** START Given data **

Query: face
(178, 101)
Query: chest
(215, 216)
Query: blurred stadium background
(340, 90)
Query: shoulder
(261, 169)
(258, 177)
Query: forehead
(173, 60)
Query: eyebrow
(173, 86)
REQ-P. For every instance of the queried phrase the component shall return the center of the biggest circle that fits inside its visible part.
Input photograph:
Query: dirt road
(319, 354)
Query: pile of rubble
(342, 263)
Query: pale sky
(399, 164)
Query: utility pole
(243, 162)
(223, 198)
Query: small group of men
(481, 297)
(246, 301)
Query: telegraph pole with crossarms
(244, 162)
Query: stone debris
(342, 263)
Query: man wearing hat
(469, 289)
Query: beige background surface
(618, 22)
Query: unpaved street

** END Given data **

What you will do | Render the records above as a JSON list of strings, with one string for each line and no blank lines.

Response to the exercise |
[
  "Query: face",
  "(178, 101)",
  "Query: chest",
  "(215, 216)",
  "Query: blurred stadium background",
  "(340, 90)",
  "Query: shoulder",
  "(261, 169)",
  "(258, 177)",
  "Query: forehead",
  "(173, 60)",
  "Query: eyebrow",
  "(173, 86)",
  "REQ-P. For every instance of the queried phrase the component shall return the center of the biggest circle that fits inside its visible part.",
  "Input photograph:",
  "Query: dirt road",
  "(319, 354)",
  "Query: pile of rubble",
  "(342, 263)",
  "Query: pale sky",
  "(399, 164)",
  "Query: utility pole",
  "(243, 162)",
  "(223, 198)",
  "Query: small group of men",
  "(481, 297)",
  "(246, 301)",
  "Query: telegraph pole with crossarms",
  "(244, 162)",
  "Query: stone debris",
  "(342, 263)",
  "Query: man wearing hat",
  "(469, 289)",
  "Query: beige background surface",
  "(618, 22)",
  "Query: unpaved street"
]